GIVEN REQUEST 1: In the passage on wages and productivity, where do differences in productivity growth across industries tend to show up in the long run?
GIVEN REQUEST 2: Extend the passage on wages and productivity beyond its final sentence.

SELECTED TEXT:
>> START
In the longer term, the causation between wages and productivity clearly runs the other way, with increases in economy-wide labour productivity generating higher aggregate real wages. At the industry level, the picture is a little more complicated. In the short term, higher productivity growth in one industry may generate higher wages in that industry. Eventually, however, labour is mobile between industries, so that differences in wages across industries (adjusted for skill) cannot increase without bound. In the long run, even those sectors with no productivity growth must pay higher wages and thus differences in productivity growth tend to show up in relative prices, and not relative wages.

Looking forward, a critical question is whether the increase in labour productivity seen over the past three years represents a cyclical rebound or the start of a period of continuing strong productivity growth. If it is just cyclical, or a one-time level adjustment, and the pattern of the 1980s is to be repeated, then the level of labour productivity is unlikely to increase much before the end of the decade. This would have serious implications for the sort of wage increases that are consistent with maintaining a low-inflation environment.
>> END
PROVIDED INFORMATION:
>> START
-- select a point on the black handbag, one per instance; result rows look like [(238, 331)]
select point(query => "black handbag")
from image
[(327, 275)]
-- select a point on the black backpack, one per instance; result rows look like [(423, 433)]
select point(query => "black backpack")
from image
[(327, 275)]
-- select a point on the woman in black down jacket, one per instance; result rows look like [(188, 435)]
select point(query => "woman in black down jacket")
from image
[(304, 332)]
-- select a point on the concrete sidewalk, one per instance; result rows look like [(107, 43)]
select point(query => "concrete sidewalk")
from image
>> END
EXERCISE OUTPUT 1: In relative prices, not relative wages.

EXERCISE OUTPUT 2:
While some slowing of the recent pick-up in labour productivity growth is inevitable, there are some tentative signs that productivity growth over the 1990s is going to exceed that in the 1980s. Labour productivity is still increasing solidly three and a half years after the trough of the recession. At the equivalent point in the mid-1980s recovery, labour productivity growth had ceased. In terms of the fundamentals, the increasing competition brought about by the Hilmer Reforms and the internationalisation of the economy should have positive influences on labour-productivity growth. The dividend from past and continuing investments in computerisation and information technologies should also help underpin productivity growth. While it is difficult to predict future measurement problems, it is quite possible that they will be less severe over the second half of the 1990s, than they were over the second half of the 1980s. This is clearest in the retail industry, where much of the adjustment to deregulation of hours has been completed. In coming years, continuing improvements in technology and the move to larger stores should allow this industry to contribute positively to measured aggregate labour-productivity growth.

While picking changes in the trend rate of labour-productivity growth is a difficult task and is subject to considerable uncertainty, there is little evidence to suggest that the experience of the 1980s is the right benchmark. While the evidence is still unclear, the signs appear to be emerging of a faster rate of trend labour-productivity growth. Such an outcome is essential if both employment and real wages are to increase in a sustainable way.